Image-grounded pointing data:
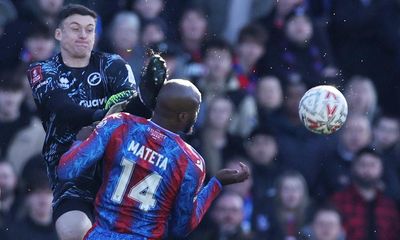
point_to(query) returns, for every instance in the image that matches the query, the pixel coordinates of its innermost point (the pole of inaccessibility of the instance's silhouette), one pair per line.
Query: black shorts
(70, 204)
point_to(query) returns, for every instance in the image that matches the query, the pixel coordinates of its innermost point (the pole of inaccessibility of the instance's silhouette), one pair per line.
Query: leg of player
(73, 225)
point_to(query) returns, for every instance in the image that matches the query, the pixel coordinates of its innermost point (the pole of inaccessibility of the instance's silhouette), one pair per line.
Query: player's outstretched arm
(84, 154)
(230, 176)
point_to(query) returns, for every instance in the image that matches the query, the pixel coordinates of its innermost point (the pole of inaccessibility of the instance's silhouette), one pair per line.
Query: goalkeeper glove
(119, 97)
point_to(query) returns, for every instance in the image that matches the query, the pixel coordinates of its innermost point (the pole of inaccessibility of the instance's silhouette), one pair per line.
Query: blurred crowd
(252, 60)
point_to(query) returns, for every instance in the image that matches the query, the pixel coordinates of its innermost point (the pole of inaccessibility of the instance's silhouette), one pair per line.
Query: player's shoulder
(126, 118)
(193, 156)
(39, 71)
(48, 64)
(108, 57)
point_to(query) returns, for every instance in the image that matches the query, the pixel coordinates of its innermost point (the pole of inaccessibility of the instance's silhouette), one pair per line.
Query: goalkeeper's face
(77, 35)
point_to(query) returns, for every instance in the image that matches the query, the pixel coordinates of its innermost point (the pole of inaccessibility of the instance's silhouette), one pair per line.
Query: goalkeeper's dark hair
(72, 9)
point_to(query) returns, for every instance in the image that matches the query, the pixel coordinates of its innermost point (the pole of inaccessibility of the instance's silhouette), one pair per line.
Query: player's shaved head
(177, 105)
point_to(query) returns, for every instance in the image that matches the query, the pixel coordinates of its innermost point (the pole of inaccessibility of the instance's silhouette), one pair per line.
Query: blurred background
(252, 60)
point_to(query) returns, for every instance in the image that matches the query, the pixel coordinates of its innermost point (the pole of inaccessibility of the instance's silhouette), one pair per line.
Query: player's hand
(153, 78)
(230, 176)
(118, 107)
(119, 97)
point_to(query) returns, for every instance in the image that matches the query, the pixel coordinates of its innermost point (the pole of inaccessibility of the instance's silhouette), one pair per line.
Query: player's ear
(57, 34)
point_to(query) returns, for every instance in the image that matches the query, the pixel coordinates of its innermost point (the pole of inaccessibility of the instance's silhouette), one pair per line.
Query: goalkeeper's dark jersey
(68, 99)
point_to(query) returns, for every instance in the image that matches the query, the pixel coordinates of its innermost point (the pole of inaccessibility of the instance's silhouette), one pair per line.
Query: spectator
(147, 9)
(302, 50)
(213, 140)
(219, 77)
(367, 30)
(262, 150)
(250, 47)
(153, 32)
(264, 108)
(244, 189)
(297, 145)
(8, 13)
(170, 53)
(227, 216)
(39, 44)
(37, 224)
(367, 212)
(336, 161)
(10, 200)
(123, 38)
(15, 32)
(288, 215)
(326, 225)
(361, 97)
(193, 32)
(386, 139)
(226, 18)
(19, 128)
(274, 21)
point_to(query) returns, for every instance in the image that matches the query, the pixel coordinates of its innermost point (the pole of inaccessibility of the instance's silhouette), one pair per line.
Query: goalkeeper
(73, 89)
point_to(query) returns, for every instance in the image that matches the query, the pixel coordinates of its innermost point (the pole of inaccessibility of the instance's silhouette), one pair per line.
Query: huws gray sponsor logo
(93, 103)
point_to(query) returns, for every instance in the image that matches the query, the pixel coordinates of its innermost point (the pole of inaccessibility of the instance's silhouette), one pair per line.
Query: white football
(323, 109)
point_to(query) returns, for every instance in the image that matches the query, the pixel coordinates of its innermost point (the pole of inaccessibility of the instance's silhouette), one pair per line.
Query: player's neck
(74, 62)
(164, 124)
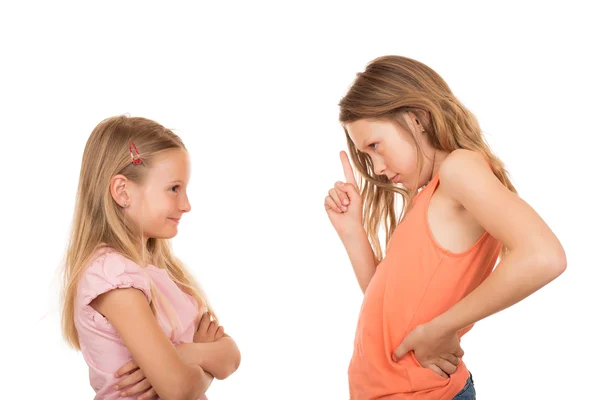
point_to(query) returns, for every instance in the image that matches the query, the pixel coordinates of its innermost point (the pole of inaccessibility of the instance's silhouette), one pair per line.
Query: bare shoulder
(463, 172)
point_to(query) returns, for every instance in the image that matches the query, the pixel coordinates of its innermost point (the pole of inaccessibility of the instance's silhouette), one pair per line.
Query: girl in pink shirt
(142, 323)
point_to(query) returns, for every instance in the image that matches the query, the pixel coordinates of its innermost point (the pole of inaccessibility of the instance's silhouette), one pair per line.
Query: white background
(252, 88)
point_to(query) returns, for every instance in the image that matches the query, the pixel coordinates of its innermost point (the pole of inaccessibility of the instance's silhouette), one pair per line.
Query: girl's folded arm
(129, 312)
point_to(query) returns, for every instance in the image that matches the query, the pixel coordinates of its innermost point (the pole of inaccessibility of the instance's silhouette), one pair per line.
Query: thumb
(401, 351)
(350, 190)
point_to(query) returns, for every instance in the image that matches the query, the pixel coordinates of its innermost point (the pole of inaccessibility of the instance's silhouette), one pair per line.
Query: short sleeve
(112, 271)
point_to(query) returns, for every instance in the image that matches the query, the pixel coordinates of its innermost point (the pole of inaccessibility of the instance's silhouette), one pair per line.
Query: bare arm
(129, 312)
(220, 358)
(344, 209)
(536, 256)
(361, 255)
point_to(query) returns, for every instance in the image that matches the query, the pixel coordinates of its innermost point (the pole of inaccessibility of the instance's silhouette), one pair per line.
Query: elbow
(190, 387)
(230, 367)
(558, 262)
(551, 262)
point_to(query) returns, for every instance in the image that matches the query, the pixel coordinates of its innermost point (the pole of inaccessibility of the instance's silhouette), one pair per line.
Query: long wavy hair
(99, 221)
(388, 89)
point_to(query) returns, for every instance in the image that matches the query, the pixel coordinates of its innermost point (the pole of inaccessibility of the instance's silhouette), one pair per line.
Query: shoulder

**PROBLEM TO WORK ON:** Output all the records above exactly, but without their images.

**SOLUTION FOR THIS TASK:**
point_to(query) returns, for every instance in the image that matches the query, the pixel coordinates of its innermost point (the pole of inaccessibility of the instance's silhouette), one pair per line.
Query: black shorts
(70, 204)
point_to(query) returns, for every instance in the image that matches the query, the pixel coordinates of its innermost point (the pole of inaccessibility of the instance's silhouette), one pair per line.
Query: leg of player
(73, 225)
point_to(query) returns, for every instance in the image that matches the query, the pixel coordinates of its innermost point (the pole of inaccessibility of the instance's silhouette), one pair per line.
Query: player's outstretched arm
(84, 154)
(230, 176)
point_to(query) returns, for every instance in the image that matches the query, the pixel coordinates of its innermost point (the pole of inaccessibility of the instance's silhouette), one pair per line.
Query: goalkeeper glove
(119, 97)
point_to(query) returns, for every instance in the image that matches the query, the pixel coordinates of its innermost point (the pole of inaccessibility of the instance's silhouette), one pair per line.
Query: blurred crowd
(252, 60)
point_to(query) returns, for every instance in the image that matches the query, the pixel coordinates of its innermost point (the pole of inaccessibility of the instance's silhouette), one pair per line.
Query: player's shoulder
(126, 118)
(193, 156)
(39, 71)
(48, 64)
(108, 57)
point_to(query) returns, for every instance in the image that matches the query, the pixel coordinates of its innermost point (the pole of inaccessibility of the instance's silhouette), one pair per line.
Query: goalkeeper's face
(77, 35)
point_to(query) returns, for every instance in the image that matches the query, the pixel coordinates of its innermost point (the pole of inaccessibility of the instance's silhouette), one pair per line.
Query: goalkeeper's dark hair
(72, 9)
point_to(query) returns, for every instance in the image that matches the query, the pixel coordinates of its innermost point (the pole of inaccessibility of the instance's silhouette), one pair per line.
Query: player's shaved head
(177, 105)
point_to(query) returns, for every instance in the image that matches the query, the pixel coordinates of its innermost point (the pole of inaccessibility of the instance's silhouette), one pair per line.
Query: blurred background
(252, 60)
point_to(query) returns, for every instance in the image that matches the query, the pixel coordinates of its innermost point (the pole of inaccessibility of the instance's silhouette), one pair per line.
Query: player's hand
(153, 78)
(230, 176)
(118, 107)
(119, 97)
point_to(query) returns, for every instance in the image that matches the query, the pixel coordinates of its innermost point (the pole of inaccessibility of the instance's silhouette), one pair per line.
Query: player's ear
(57, 34)
point_to(query) returns, for every instance in the image that matches the query, the pixel coordinates of its innermost point (the pole of inaccessibility of the instance's silhouette), one pair per line.
Query: goalkeeper's dark jersey
(68, 99)
point_to(query) returns, for every instance in the image that matches the query, the pixel coordinates of its innermost point (the pole of inaccessibility of the instance's silhouette), one pair per line.
Query: spectator
(147, 9)
(302, 50)
(213, 140)
(219, 77)
(367, 30)
(262, 150)
(250, 47)
(153, 32)
(264, 108)
(244, 189)
(297, 145)
(8, 13)
(170, 53)
(227, 216)
(39, 44)
(37, 224)
(367, 212)
(336, 161)
(10, 200)
(123, 38)
(15, 32)
(288, 215)
(326, 225)
(361, 97)
(193, 32)
(386, 139)
(226, 18)
(19, 128)
(274, 21)
point_to(query) returns, for every instance in the image that matches the query, the pixel coordinates of its innermost point (the pole of inaccessibility of the instance's silhouette), one pair per line.
Query: goalkeeper
(73, 89)
point_to(query) returns, for every instance in the image that matches the query, the pixel coordinates of its innermost point (the pole of inaccessibility of the instance's silhouette), one pair per line.
Query: huws gray sponsor logo
(93, 103)
point_to(query) returns, for every instance in the image that matches the query, the pixel coordinates of its innermost point (the pole of inaccessibility of the instance's silhouette), one pair per line.
Query: white football
(323, 109)
point_to(query) returns, for every instance in the image that matches the query, the pixel coordinates of its innermost point (the pole of inaccessibility of the instance's silhouette), one pair per line.
Query: player's neck
(74, 62)
(164, 124)
point_to(query) returns, for every instance in the image that matches the query, the pixel coordinates of its innermost point (the pole of inaccessibility of the instance's silhouette), one pair per line.
Query: bare shoulder
(463, 172)
point_to(query) returns, for every instance in the image that matches the query, the pixel coordinates of its innermost point (the pole of inaccessibility of the instance's silhouette), one pair per line.
Query: girl in pink shirt
(142, 323)
point_to(query) returns, for every instance in the image that matches the query, the pixel coordinates of its innermost point (the pole of inaccessibility of the instance's silhouette), one pair per line.
Query: white background
(252, 88)
point_to(query) returns, for every instance in the image that matches the query, the pixel coordinates of its innermost point (the pole of inaccessibility of the instance's silhouette), one pair per line.
Query: girl's folded arm
(129, 312)
point_to(query) returns, for every instance in the image that matches the query, the pixel coordinates of its innermost point (the pole of inaccessibility of the instance's silhouette), one pair per line.
Query: thumb
(401, 351)
(350, 190)
point_to(query) returns, for every instance in the image that matches the query, the pixel coordinates of its innermost point (the pole of inaccessibility of the instance's silhouette), one pair per line.
Query: short sleeve
(112, 271)
point_to(query) returns, for every instance in the image that matches the query, the pixel coordinates of its innermost point (the pole of inaccessibility of the instance's silhouette), one pair per line.
Query: bare arm
(129, 312)
(220, 358)
(344, 209)
(536, 256)
(361, 255)
point_to(query) returns, for every instance in the image that matches the query, the pixel coordinates of its innermost point (the pole of inaccessibility of the instance's silhouette), one pair per line.
Query: elbow
(190, 387)
(230, 367)
(558, 262)
(551, 262)
point_to(query) returns, for every instance in the image that matches the query, the pixel coordinates of its innermost point (the pole of inaccessibility of the instance's silhouette), one pair per line.
Query: long wavy hair
(99, 221)
(388, 89)
point_to(query) returns, for every instance in the image that matches the query, the pixel coordinates of its innermost point (the pole of inaccessibility of the instance's silhouette), one pair per line.
Query: shoulder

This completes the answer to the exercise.